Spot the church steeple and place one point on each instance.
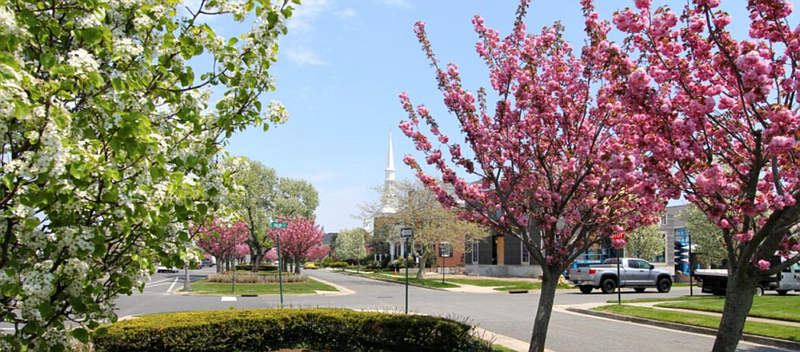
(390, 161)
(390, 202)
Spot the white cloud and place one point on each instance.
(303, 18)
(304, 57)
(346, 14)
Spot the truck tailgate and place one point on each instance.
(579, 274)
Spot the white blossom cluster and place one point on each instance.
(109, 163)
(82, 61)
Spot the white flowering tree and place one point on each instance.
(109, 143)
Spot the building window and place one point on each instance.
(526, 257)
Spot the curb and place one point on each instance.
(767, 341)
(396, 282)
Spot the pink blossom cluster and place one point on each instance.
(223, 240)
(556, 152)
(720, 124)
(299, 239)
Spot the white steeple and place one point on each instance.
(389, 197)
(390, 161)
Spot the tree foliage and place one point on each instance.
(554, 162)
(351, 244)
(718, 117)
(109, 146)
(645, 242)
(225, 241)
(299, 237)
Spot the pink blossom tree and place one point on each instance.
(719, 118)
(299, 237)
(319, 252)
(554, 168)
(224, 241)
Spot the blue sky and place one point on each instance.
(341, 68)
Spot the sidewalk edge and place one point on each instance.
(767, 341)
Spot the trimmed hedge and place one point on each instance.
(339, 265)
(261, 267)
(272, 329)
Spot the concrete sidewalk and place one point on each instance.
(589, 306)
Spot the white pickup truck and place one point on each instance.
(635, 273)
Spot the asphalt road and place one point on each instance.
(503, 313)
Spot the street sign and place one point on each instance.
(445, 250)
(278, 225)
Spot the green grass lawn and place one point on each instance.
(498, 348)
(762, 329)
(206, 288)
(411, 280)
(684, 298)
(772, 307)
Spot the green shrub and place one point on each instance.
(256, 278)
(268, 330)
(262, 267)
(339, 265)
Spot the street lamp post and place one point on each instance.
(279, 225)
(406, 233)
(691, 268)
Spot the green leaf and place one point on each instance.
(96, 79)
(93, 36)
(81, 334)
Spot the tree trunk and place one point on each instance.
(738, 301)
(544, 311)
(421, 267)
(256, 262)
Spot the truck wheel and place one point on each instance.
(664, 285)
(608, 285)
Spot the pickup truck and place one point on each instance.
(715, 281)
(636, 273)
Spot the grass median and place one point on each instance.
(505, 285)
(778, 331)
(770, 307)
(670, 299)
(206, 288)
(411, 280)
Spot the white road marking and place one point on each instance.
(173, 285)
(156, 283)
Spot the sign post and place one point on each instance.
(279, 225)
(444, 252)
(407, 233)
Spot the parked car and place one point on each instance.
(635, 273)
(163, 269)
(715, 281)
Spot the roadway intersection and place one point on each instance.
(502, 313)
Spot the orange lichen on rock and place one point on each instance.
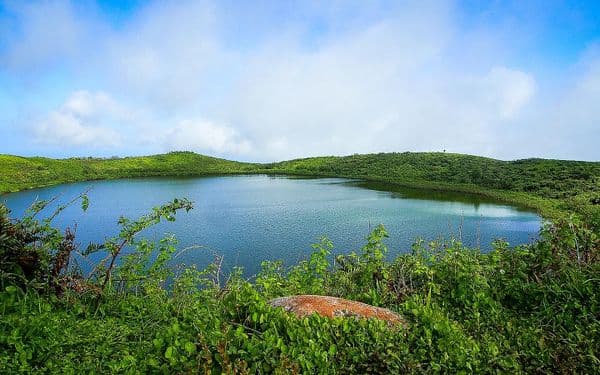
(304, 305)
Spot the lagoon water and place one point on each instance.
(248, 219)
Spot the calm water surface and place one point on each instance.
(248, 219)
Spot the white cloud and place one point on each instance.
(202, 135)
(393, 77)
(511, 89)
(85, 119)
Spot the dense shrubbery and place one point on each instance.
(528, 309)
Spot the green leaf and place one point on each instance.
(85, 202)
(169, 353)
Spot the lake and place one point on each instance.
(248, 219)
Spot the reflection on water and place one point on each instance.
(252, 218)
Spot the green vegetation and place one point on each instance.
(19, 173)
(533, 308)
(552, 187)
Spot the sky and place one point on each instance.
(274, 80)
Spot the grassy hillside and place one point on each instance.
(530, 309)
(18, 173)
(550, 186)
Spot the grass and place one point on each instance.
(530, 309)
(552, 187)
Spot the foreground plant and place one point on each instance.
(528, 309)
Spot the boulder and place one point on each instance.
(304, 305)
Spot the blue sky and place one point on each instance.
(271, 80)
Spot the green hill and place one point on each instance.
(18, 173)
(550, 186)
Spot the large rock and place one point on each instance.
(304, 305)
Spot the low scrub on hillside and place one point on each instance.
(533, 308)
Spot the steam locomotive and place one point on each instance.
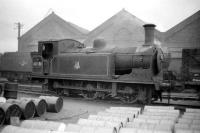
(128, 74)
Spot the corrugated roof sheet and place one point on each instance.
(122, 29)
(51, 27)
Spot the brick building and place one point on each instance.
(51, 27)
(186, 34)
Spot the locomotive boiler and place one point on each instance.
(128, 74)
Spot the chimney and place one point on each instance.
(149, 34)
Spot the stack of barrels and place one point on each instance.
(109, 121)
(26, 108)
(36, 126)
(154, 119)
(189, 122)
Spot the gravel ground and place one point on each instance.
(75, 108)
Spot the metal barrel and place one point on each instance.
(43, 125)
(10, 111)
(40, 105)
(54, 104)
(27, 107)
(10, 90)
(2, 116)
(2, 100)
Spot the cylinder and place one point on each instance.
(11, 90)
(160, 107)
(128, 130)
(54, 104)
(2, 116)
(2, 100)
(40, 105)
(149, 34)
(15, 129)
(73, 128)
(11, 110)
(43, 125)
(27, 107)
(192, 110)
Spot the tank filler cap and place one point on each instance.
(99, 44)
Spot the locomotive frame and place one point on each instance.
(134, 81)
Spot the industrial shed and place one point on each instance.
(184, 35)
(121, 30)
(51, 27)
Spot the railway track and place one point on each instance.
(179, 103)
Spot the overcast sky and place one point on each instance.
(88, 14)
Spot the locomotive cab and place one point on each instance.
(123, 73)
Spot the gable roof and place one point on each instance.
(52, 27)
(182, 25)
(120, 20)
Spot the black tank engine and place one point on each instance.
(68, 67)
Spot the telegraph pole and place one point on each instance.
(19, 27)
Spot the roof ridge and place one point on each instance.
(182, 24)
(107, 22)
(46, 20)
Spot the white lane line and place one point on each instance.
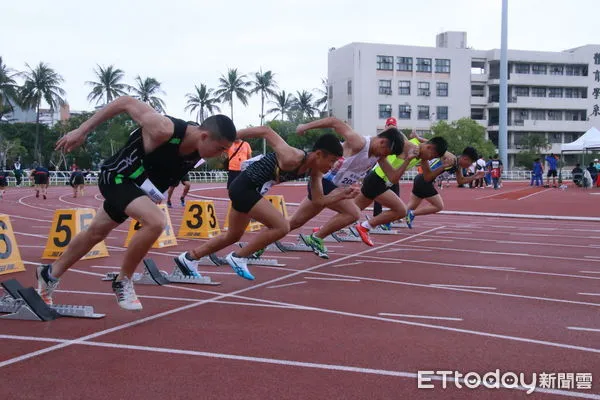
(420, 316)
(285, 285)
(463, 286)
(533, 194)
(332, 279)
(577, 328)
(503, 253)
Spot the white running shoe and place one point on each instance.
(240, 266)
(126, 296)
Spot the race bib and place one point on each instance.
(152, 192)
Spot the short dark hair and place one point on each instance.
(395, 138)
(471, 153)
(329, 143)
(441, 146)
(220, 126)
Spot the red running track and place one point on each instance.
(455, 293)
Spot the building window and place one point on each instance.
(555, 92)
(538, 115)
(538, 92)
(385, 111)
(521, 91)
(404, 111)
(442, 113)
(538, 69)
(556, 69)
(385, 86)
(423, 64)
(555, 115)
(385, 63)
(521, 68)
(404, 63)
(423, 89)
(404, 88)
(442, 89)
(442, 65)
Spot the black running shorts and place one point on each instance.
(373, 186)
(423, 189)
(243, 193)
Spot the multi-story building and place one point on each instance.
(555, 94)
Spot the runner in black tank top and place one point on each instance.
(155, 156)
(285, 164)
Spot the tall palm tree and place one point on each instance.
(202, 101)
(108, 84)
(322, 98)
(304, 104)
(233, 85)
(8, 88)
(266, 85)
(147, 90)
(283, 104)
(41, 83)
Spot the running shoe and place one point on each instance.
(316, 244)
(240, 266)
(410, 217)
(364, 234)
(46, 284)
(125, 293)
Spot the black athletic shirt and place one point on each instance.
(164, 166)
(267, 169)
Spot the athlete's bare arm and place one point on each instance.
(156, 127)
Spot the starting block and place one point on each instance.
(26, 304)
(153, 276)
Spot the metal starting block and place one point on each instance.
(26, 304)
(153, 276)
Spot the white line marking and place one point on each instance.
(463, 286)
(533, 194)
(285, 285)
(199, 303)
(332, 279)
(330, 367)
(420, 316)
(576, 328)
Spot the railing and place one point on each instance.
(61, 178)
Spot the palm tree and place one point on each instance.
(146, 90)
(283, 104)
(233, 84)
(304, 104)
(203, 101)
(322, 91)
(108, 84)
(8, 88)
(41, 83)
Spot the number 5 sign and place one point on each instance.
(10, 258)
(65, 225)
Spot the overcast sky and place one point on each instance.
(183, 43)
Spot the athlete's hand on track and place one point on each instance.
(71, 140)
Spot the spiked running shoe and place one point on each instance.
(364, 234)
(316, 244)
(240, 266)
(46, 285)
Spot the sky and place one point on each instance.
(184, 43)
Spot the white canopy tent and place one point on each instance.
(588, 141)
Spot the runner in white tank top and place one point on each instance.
***
### Goal of the exercise:
Write every entry out again exactly, dropping the pictures.

### Response to this exercise:
Spot the church steeple and place one point on each instance.
(390, 161)
(390, 202)
Spot the white cloud and place one point on each instance.
(303, 18)
(304, 57)
(346, 14)
Spot the truck tailgate and place one point on each instance.
(579, 274)
Spot the white blossom cluster and place one point on each instance.
(109, 163)
(82, 61)
Spot the white flowering tree and place one point on each instance.
(109, 143)
Spot the building window and place one point on each instance.
(526, 257)
Spot the curb and place one point on each instance.
(767, 341)
(396, 282)
Spot the pink blossom cluster and place one point on each instance.
(223, 240)
(556, 152)
(720, 124)
(299, 239)
Spot the white steeple and place one point on each instance.
(389, 197)
(390, 161)
Spot the tree foliage and place one point on each instance.
(554, 162)
(351, 244)
(718, 117)
(109, 146)
(645, 242)
(225, 241)
(299, 237)
Spot the pink blossom tree and place one point on each instance.
(719, 118)
(299, 237)
(319, 252)
(554, 168)
(224, 241)
Spot the blue sky and place one point on each instance.
(341, 68)
Spot the sidewalk edge and place one point on each instance.
(767, 341)
Spot the trimmed hedge and place one point on each instance.
(339, 265)
(261, 267)
(272, 329)
Spot the concrete sidewalk and place one point on each instance.
(589, 306)
Spot the white pickup truck and place one point on each instance.
(635, 273)
Spot the asphalt road and place one point on each instance.
(503, 313)
Spot the street sign and place one point on each instance.
(445, 250)
(278, 225)
Spot the green grass lawn and place one point on each instance.
(498, 348)
(762, 329)
(206, 288)
(411, 280)
(684, 298)
(772, 307)
Spot the green shrub and place one point on each instance.
(256, 278)
(268, 330)
(262, 267)
(339, 265)
Spot the street lamp post and place one point on each instance.
(279, 225)
(406, 233)
(691, 268)
Spot the green leaf and place one point on each instance.
(96, 79)
(93, 36)
(81, 334)
Spot the tree trunk and place one point on each instance.
(738, 301)
(544, 311)
(421, 267)
(256, 262)
Spot the truck wheel and place one point on each instance.
(664, 285)
(608, 285)
Spot the pickup truck and place one point on each instance.
(715, 281)
(636, 273)
Spot the grass median and place one point on each instance.
(505, 285)
(778, 331)
(770, 307)
(670, 299)
(206, 288)
(411, 280)
Spot the white road marking and place one point on each instance.
(173, 285)
(156, 283)
Spot the sign post and place one point on each instance.
(279, 225)
(444, 252)
(407, 233)
Spot the parked car and place one point on each instance.
(635, 273)
(163, 269)
(715, 281)
Spot the roadway intersection and place one point on each instance.
(502, 313)
Spot the orange lichen on rock and place one point on each instance.
(304, 305)
Spot the lagoon water and place one point on each instance.
(248, 219)
Spot the calm water surface and place one point on each instance.
(248, 219)
Spot the white cloud and place one point on each instance.
(202, 135)
(393, 77)
(511, 89)
(85, 119)
Spot the dense shrubbery and place one point on each instance.
(528, 309)
Spot the green leaf and place one point on each instance.
(85, 202)
(169, 353)
Spot the lake and place one point on each instance.
(248, 219)
Spot the reflection on water and place one point on each instance.
(252, 218)
Spot the green vegetation and place one point on each instance.
(19, 173)
(533, 308)
(552, 187)
Spot the sky and place one point on each instance.
(274, 80)
Spot the grassy hillside and place one point on each instance.
(530, 309)
(18, 173)
(550, 186)
Spot the grass and place one point on each instance.
(530, 309)
(552, 187)
Spot the foreground plant and place one point on each instance.
(528, 309)
Spot the boulder and place one point on each instance.
(304, 305)
Spot the blue sky and place one point on each instance.
(271, 80)
Spot the green hill and place one point on each instance.
(18, 173)
(550, 186)
Spot the large rock and place one point on each instance.
(304, 305)
Spot the low scrub on hillside and place one point on each instance.
(533, 308)
Spot the steam locomotive and place one point on each instance.
(128, 74)
Spot the corrugated roof sheet and place one point on each instance.
(122, 29)
(51, 27)
Spot the brick building and place one point on each instance.
(51, 27)
(186, 34)
Spot the locomotive boiler and place one point on each instance.
(128, 74)
Spot the chimney and place one point on each instance.
(149, 34)
Spot the stack of barrels and place one point on each instance.
(109, 121)
(26, 108)
(36, 126)
(154, 119)
(189, 122)
Spot the gravel ground and place one point on each instance.
(75, 108)
Spot the metal barrel and place one point on each instance.
(43, 125)
(10, 111)
(40, 105)
(54, 104)
(27, 107)
(10, 90)
(2, 116)
(2, 100)
Spot the cylinder and place one point on each instance.
(11, 90)
(160, 107)
(128, 130)
(54, 104)
(2, 116)
(2, 100)
(40, 105)
(149, 34)
(15, 129)
(73, 128)
(11, 110)
(43, 125)
(27, 107)
(192, 110)
Spot the tank filler cap and place one point on each instance.
(99, 44)
Spot the locomotive frame and place one point on each instance.
(134, 81)
Spot the industrial shed and place one point on each instance.
(184, 35)
(121, 30)
(51, 27)
Spot the railway track and place one point on each instance.
(179, 103)
Spot the overcast sky and place one point on each instance.
(88, 14)
Spot the locomotive cab and place one point on each instance.
(123, 73)
Spot the gable roof and place one point on each instance.
(52, 27)
(182, 25)
(120, 20)
Spot the black tank engine and place one point on each instance.
(68, 67)
Spot the telegraph pole and place one point on each instance.
(19, 27)
Spot the roof ridge and place one point on each instance.
(182, 24)
(107, 22)
(46, 20)
Spot the white lane line and place one point on each instance.
(420, 316)
(285, 285)
(463, 286)
(533, 194)
(332, 279)
(577, 328)
(503, 253)
Spot the white running shoe and place one point on each instance.
(240, 266)
(126, 296)
Spot the race bib and place one point on each instance.
(152, 192)
Spot the short dark hair and place one point on each instance.
(395, 138)
(471, 153)
(329, 143)
(441, 146)
(220, 126)
Spot the red running track and place one point on each instance.
(455, 293)
Spot the building window and place one point on each instance.
(555, 92)
(538, 115)
(538, 92)
(385, 111)
(521, 91)
(404, 111)
(442, 113)
(538, 69)
(556, 69)
(385, 86)
(423, 64)
(555, 115)
(385, 63)
(521, 68)
(404, 63)
(423, 89)
(404, 88)
(442, 89)
(442, 65)
Spot the black running shorts and place one point on each instance.
(373, 186)
(423, 189)
(243, 193)
Spot the multi-story building and place one point on each instance.
(555, 94)
Spot the runner in black tank top and place one point on each instance.
(155, 156)
(285, 164)
Spot the tall palm tree and place one point on each instance.
(202, 101)
(108, 84)
(322, 98)
(304, 104)
(233, 85)
(8, 88)
(266, 85)
(147, 90)
(283, 104)
(41, 83)
Spot the running shoe and place one point on each instance.
(316, 244)
(240, 266)
(410, 217)
(364, 234)
(46, 284)
(125, 293)
Spot the black athletic shirt and place one point on each instance.
(164, 166)
(267, 169)
Spot the athlete's bare arm and place one point on each instance.
(156, 127)
Spot the starting block and place one point on each instance.
(26, 304)
(153, 276)
Spot the metal starting block and place one point on each instance.
(26, 304)
(153, 276)
Spot the white line marking and place one point on each instance.
(463, 286)
(533, 194)
(285, 285)
(199, 303)
(332, 279)
(330, 367)
(420, 316)
(576, 328)
Spot the railing and place one point on each instance.
(61, 178)
Spot the palm tree and place one point on each instance.
(146, 90)
(283, 104)
(233, 84)
(304, 104)
(203, 101)
(322, 91)
(108, 84)
(8, 88)
(41, 83)
Spot the number 5 sign and place one point on each instance.
(10, 258)
(65, 225)
Spot the overcast sky and place one point on each instance.
(183, 43)
Spot the athlete's hand on track and place one point on each instance.
(71, 140)
Spot the spiked running shoe and place one point on each instance.
(364, 234)
(316, 244)
(240, 266)
(46, 285)
Spot the sky and place one point on each instance.
(184, 43)
Spot the white canopy tent and place one point on each instance.
(588, 141)
Spot the runner in white tank top and place one point on each instance.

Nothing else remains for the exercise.